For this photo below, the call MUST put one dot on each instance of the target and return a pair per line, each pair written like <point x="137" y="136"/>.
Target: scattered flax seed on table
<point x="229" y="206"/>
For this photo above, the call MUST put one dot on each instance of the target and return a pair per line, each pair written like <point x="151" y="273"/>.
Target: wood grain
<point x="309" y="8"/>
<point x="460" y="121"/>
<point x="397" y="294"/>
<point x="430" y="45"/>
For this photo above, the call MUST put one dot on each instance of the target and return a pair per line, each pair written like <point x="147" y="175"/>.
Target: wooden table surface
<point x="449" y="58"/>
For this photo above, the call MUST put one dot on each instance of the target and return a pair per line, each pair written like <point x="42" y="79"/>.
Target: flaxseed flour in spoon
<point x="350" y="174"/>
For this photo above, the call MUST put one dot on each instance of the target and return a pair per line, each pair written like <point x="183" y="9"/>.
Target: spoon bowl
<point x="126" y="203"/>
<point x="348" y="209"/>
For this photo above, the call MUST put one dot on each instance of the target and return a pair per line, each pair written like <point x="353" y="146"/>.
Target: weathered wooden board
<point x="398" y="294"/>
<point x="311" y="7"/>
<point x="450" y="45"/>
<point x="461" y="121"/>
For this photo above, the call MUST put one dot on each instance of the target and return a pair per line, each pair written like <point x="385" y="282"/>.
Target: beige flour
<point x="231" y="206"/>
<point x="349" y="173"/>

DESCRIPTION OF THE TASK: Every record shown above should be set down again exactly.

EXPECTED ANSWER:
For this photo below, the call MUST put one dot on each instance of the target and return a pair per line, each pair written like <point x="137" y="136"/>.
Target: scattered flax seed on table
<point x="229" y="206"/>
For this photo above, the call MUST put one dot on each instance of the target and return a pair per line, each pair written like <point x="151" y="273"/>.
Target: wood grain
<point x="309" y="8"/>
<point x="460" y="121"/>
<point x="397" y="294"/>
<point x="430" y="45"/>
For this photo above, the call MUST put one dot on each instance of the target and return a pair per line, each pair written like <point x="147" y="175"/>.
Target: wooden table surface
<point x="449" y="58"/>
For this photo above, the call MUST put one dot on each instance of the target and return a pair per line, each pair written like <point x="42" y="79"/>.
Target: flaxseed flour in spoon
<point x="350" y="174"/>
For this photo above, the call MUST put one dot on each instance of the target and return a pair per line, each pair written like <point x="183" y="9"/>.
Target: spoon bowl
<point x="126" y="203"/>
<point x="348" y="209"/>
For this photo above, the call MUST put one dot on each instance of the target and return a pair per line, each pair written like <point x="353" y="146"/>.
Target: weathered wooden board
<point x="398" y="294"/>
<point x="311" y="7"/>
<point x="450" y="45"/>
<point x="461" y="121"/>
For this photo above, the call MUST put one dot on each instance of the target and return a pair per line, each pair written like <point x="385" y="282"/>.
Target: beige flour
<point x="231" y="206"/>
<point x="349" y="173"/>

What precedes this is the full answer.